◆ Source lines
** start **

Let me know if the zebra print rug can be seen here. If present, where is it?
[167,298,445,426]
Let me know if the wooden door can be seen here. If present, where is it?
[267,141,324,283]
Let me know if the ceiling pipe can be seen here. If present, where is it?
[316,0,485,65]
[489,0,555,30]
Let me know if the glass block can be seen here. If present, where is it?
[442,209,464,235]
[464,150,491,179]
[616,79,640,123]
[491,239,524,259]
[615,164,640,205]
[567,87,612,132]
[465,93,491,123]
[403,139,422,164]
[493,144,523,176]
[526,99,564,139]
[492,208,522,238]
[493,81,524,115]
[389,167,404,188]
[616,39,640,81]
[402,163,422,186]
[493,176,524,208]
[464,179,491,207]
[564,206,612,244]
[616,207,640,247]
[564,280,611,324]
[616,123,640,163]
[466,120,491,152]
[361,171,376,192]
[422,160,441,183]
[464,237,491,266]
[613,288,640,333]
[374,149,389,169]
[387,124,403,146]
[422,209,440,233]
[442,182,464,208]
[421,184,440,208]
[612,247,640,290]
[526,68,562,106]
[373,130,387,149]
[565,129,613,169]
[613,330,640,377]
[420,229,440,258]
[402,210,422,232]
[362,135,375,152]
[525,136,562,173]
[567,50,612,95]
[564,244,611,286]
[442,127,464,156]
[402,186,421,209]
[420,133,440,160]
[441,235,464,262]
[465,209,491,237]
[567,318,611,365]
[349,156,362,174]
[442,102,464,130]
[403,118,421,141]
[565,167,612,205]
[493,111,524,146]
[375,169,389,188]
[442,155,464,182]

** end **

◆ TASK TO COMPLETE
Format the lines above as a numbered list, leaving out any blank lines.

◆ THE RESULT
1. Let me know if the zebra print rug can be seen here. If present, where is it?
2. [167,298,445,426]
3. Let me know if the wooden door can be seen here. If present, where is it?
4. [267,141,324,283]
5. Let me know if the ceiling pipe can be seen here. If present, where is it?
6. [316,0,485,65]
7. [489,0,555,30]
8. Let me know if the glass block can be seen here. If present, where is it?
9. [442,209,464,235]
10. [464,150,491,179]
11. [616,79,640,123]
12. [491,239,524,259]
13. [615,164,640,205]
14. [567,87,612,132]
15. [465,93,491,123]
16. [403,139,422,164]
17. [493,144,523,176]
18. [526,99,564,139]
19. [492,208,522,238]
20. [493,81,524,115]
21. [389,167,404,188]
22. [616,39,640,81]
23. [402,163,422,186]
24. [493,176,524,208]
25. [464,179,491,207]
26. [564,206,612,244]
27. [616,207,640,247]
28. [564,280,611,324]
29. [616,123,640,163]
30. [466,120,491,152]
31. [361,171,376,192]
32. [422,160,441,183]
33. [464,237,491,266]
34. [613,288,640,333]
35. [374,149,389,169]
36. [387,124,403,146]
37. [422,209,440,233]
38. [442,182,464,208]
39. [421,184,440,208]
40. [612,247,640,290]
41. [526,68,562,106]
42. [373,130,387,149]
43. [565,129,613,169]
44. [613,330,640,377]
45. [420,229,440,258]
46. [402,210,422,232]
47. [362,135,375,152]
48. [525,136,562,173]
49. [567,50,612,95]
50. [564,244,611,286]
51. [442,127,464,156]
52. [402,186,421,209]
53. [420,133,440,160]
54. [441,235,464,262]
55. [465,209,491,237]
56. [567,318,611,365]
57. [349,156,362,174]
58. [442,102,464,130]
59. [403,118,421,141]
60. [565,167,612,205]
61. [493,111,524,146]
62. [375,169,389,188]
63. [442,155,464,182]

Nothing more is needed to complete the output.